= DATA =
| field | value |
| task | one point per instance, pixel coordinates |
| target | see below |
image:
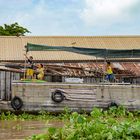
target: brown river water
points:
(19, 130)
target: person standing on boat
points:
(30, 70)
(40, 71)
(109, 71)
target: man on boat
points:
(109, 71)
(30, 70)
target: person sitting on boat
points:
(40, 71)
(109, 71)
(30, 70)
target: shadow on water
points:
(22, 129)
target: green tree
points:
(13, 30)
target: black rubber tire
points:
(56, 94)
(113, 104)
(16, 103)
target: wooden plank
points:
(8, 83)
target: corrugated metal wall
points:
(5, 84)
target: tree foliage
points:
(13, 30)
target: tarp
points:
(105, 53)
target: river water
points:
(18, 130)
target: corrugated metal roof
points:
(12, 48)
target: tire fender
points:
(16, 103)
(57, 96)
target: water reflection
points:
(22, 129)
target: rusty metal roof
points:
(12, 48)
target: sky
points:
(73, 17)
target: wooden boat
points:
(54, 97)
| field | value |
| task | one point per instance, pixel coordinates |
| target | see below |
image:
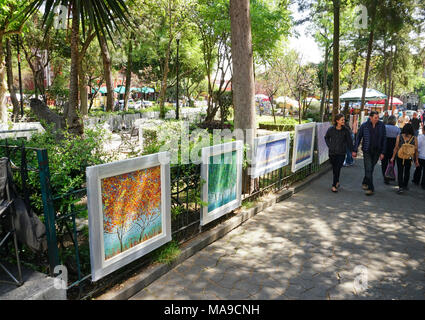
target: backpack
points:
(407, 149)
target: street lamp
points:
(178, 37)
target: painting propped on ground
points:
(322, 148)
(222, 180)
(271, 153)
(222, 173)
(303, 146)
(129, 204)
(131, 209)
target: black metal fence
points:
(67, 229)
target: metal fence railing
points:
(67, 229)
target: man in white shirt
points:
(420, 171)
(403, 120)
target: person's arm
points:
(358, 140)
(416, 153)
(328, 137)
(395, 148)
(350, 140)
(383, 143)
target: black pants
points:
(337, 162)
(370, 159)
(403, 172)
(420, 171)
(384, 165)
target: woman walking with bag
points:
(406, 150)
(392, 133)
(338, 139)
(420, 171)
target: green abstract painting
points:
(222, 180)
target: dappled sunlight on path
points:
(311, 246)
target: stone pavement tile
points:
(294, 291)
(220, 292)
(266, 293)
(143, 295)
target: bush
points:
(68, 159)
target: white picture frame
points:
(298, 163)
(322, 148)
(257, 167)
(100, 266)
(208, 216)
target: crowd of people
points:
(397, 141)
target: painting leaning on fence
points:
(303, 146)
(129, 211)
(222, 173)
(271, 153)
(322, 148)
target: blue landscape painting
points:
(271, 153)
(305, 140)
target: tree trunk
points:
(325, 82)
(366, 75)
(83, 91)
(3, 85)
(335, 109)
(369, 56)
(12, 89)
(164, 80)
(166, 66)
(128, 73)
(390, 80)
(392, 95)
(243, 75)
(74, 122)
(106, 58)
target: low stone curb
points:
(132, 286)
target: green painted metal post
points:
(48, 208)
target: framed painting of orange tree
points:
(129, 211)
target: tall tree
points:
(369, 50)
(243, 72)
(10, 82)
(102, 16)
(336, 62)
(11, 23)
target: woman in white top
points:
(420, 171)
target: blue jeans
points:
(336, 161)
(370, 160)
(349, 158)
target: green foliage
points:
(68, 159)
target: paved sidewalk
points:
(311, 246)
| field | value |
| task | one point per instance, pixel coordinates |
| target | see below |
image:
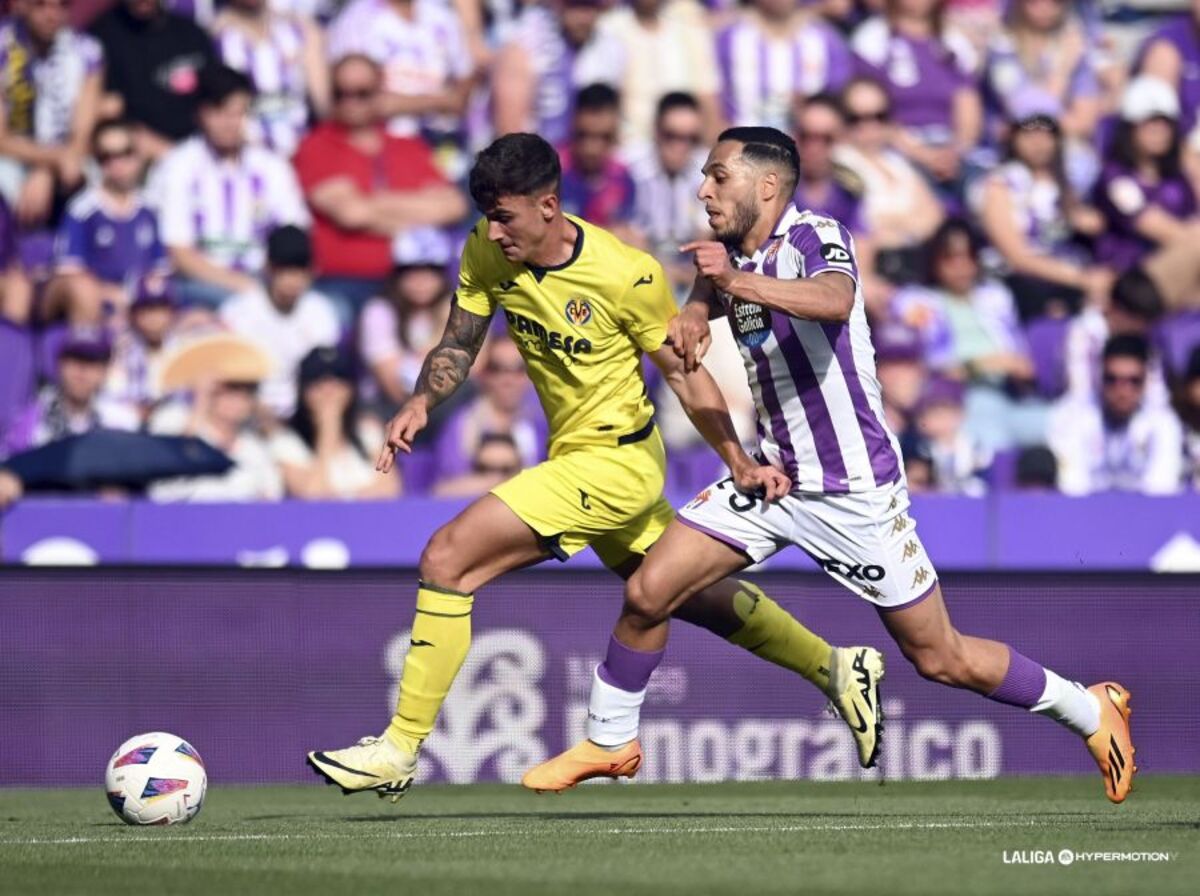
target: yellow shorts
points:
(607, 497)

= YOUR ASSIGNMENT =
Wherever the listing shows a picture, omit it and output the rest exactly as given.

= EXERCISE SOLUTION =
| field | value |
| task | one point per instance, pixel coordinates |
| target | see below |
image:
target: brown river water
points:
(19, 130)
target: person standing on boat
points:
(30, 70)
(40, 71)
(109, 71)
target: man on boat
points:
(109, 71)
(30, 70)
target: person sitting on boat
points:
(40, 71)
(109, 71)
(30, 70)
target: shadow on water
points:
(22, 129)
target: green tree
points:
(13, 30)
target: black rubber tire
points:
(56, 94)
(113, 104)
(16, 103)
target: wooden plank
points:
(8, 83)
target: corrugated metal wall
points:
(5, 84)
target: tree foliage
points:
(13, 30)
target: tarp
points:
(105, 53)
target: river water
points:
(18, 130)
target: corrugated metal roof
points:
(12, 48)
target: tire fender
points:
(16, 103)
(57, 96)
target: water reflection
points:
(22, 129)
target: rusty metal roof
points:
(12, 48)
target: sky
points:
(73, 17)
target: wooden boat
points:
(54, 97)
| field | value |
| task | one point per instance, pixel coordinates |
| target | see below |
image:
target: backpack
points:
(407, 149)
target: street lamp
points:
(178, 37)
target: painting propped on ground
points:
(322, 148)
(222, 180)
(271, 153)
(222, 173)
(303, 146)
(129, 204)
(131, 209)
target: black metal fence
points:
(67, 229)
target: metal fence railing
points:
(67, 229)
target: man in white shirt
points:
(420, 171)
(403, 120)
target: person's arm
points:
(358, 140)
(416, 153)
(328, 137)
(395, 148)
(350, 140)
(383, 143)
target: black pants
points:
(337, 162)
(370, 159)
(403, 172)
(420, 171)
(384, 165)
target: woman walking with bag
points:
(406, 150)
(392, 133)
(338, 139)
(420, 171)
target: green abstract painting
points:
(222, 180)
target: dappled sunlight on path
points:
(311, 246)
target: stone pavement tile
points:
(294, 291)
(220, 292)
(266, 293)
(143, 295)
target: bush
points:
(68, 159)
target: white picture frame
points:
(298, 163)
(322, 148)
(257, 167)
(100, 266)
(208, 216)
target: crowd of people
points:
(397, 141)
target: painting leaning on fence
points:
(303, 146)
(129, 211)
(222, 173)
(271, 153)
(322, 148)
target: blue landscape painting
points:
(271, 153)
(305, 140)
target: tree trunk
points:
(325, 82)
(366, 75)
(83, 91)
(3, 85)
(335, 109)
(369, 56)
(12, 89)
(164, 80)
(166, 66)
(128, 73)
(390, 80)
(392, 95)
(243, 75)
(74, 122)
(106, 58)
target: low stone curb
points:
(132, 286)
target: green painted metal post
points:
(48, 208)
target: framed painting of orange tree
points:
(129, 211)
target: tall tree
points:
(369, 50)
(243, 72)
(10, 82)
(102, 16)
(336, 62)
(11, 23)
target: woman in white top
points:
(420, 171)
target: blue jeans
points:
(336, 161)
(370, 160)
(349, 158)
target: green foliage
points:
(68, 159)
target: paved sidewalk
points:
(311, 246)
| field | value |
| task | one point per instance, pixel coordinates |
| target | see below |
image:
target: yellow shorts
points:
(607, 497)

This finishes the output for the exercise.